▸ Source

╭──

Re: Zedstore - compressed in-core columnar storage

From: Tomas Vondra <tomas(dot)vondra(at)enterprisedb(dot)com>
To: Jacob Champion <pchampion(at)vmware(dot)com>
Cc: Soumyadeep Chakraborty <soumyadeep2007(at)gmail(dot)com>, "Alexandra Wang (Pivotal)" <lewang(at)pivotal(dot)io>, "Taylor Vesely (Pivotal)" <tvesely(at)pivotal(dot)io>, Ashutosh Sharma <ashu(dot)coek88(at)gmail(dot)com>, Heikki Linnakangas <hlinnaka(at)iki(dot)fi>, "Ashwin Agrawal (Pivotal)" <aagrawal(at)pivotal(dot)io>, DEV_OPS <devops(at)ww-it(dot)cn>, PostgreSQL mailing lists <pgsql-hackers(at)postgresql(dot)org>
Subject: Re: Zedstore - compressed in-core columnar storage
Date: 2020-11-13 22:00:56
Message-ID: ee13744d-702c-5891-4a49-9f1c5d29c6a7@enterprisedb.com
Views: Raw Message | Whole Thread | Download mbox | Resend email
Thread:
Lists: pgsql-hackers

On 11/13/20 8:07 PM, Jacob Champion wrote:
> On Nov 12, 2020, at 2:40 PM, Tomas Vondra <tomas(dot)vondra(at)enterprisedb(dot)com> wrote:
>>
>> Hi,
>>
>> Thanks for the updated patch. It's a quite massive amount of code - I I
>> don't think we had many 2MB patches in the past, so this is by no means
>> a full review.
>
> Thanks for taking a look! You're not kidding about the patch size.
>
> FYI, the tableam changes made recently have been extracted into their
> own patch, which is up at [1].
>
>> 1) the psql_1.out is missing a bit of expected output (due to 098fb0079)
>
> Yeah, this patch was rebased as of efc5dcfd8a.
>
>> 2) I'm getting crashes in intarray contrib, due to hitting this error in
>> lwlock.c (backtrace attached):
>>
>> /* Ensure we will have room to remember the lock */
>> if (num_held_lwlocks >= MAX_SIMUL_LWLOCKS)
>> elog(ERROR, "too many LWLocks taken");
>>
>> I haven't investigates this too much, but it's regular build with
>> asserts and TAP tests, so it should be simple to reproduce using "make
>> check-world" I guess.
>
> I've only seen this intermittently in installcheck, and I'm not able to
> reproduce with the intarray tests on my machine (macOS). Definitely
> something we need to look into. What OS are you testing on?

╰──

▸ Record excerpts
╭──

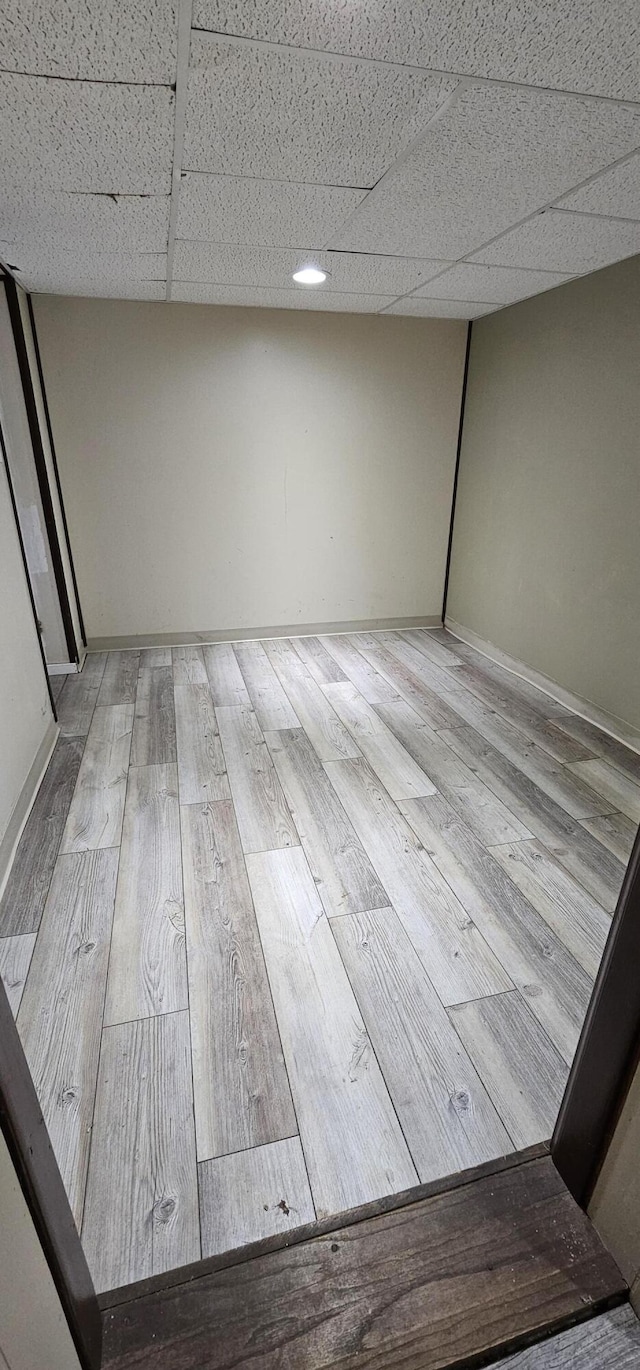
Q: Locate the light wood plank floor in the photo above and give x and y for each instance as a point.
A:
(302, 924)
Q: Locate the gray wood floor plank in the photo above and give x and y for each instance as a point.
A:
(444, 1110)
(119, 678)
(240, 1088)
(252, 1195)
(576, 918)
(324, 729)
(351, 1137)
(616, 832)
(202, 769)
(476, 803)
(225, 677)
(574, 848)
(29, 878)
(154, 722)
(147, 972)
(524, 1073)
(272, 706)
(95, 814)
(141, 1195)
(554, 985)
(15, 958)
(261, 807)
(341, 870)
(60, 1015)
(188, 666)
(618, 791)
(318, 661)
(451, 948)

╰──

▸ Task set
[1] Could you retype the Zedstore email word for word, starting at "On 11/13/20 8:07" and ending at "a full review."?
[2] How would the Zedstore email go on after its last line? Write the continuation.

▸ The results
[1]
On 11/13/20 8:07 PM, Jacob Champion wrote:
> On Nov 12, 2020, at 2:40 PM, Tomas Vondra <tomas(dot)vondra(at)enterprisedb(dot)com> wrote:
>>
>> Hi,
>>
>> Thanks for the updated patch. It's a quite massive amount of code - I I
>> don't think we had many 2MB patches in the past, so this is by no means
>> a full review.

[2]
>

Fedora 32, nothing special. I'm not sure if I ran the tests with pglz or
lz4, maybe there's some dependence on that, but it does fail for me
quite reliably with this:

./configure --enable-debug --enable-cassert --enable-tap-tests
--with-lz4 && make -s clean && make -s -j4 && make check-world

>> It's mostly expected lz4 beats pglz in performance and compression
>> ratio, but this seems a bit too extreme I guess. Per past benchmarks
>> (e.g. [1] and [2]) the difference in compression/decompression time
>> should be maybe 1-2x or something like that, not 35x like here.
>
> Yeah, something seems off about that. We'll take a look.
>
>> BTW the comments in general need updating and tidying up, to make
>> reviews easier. For example the merge_attstream comment references
>> attstream1 and attstream2, but those are not the current parameters of
>> the function.
>
> Agreed.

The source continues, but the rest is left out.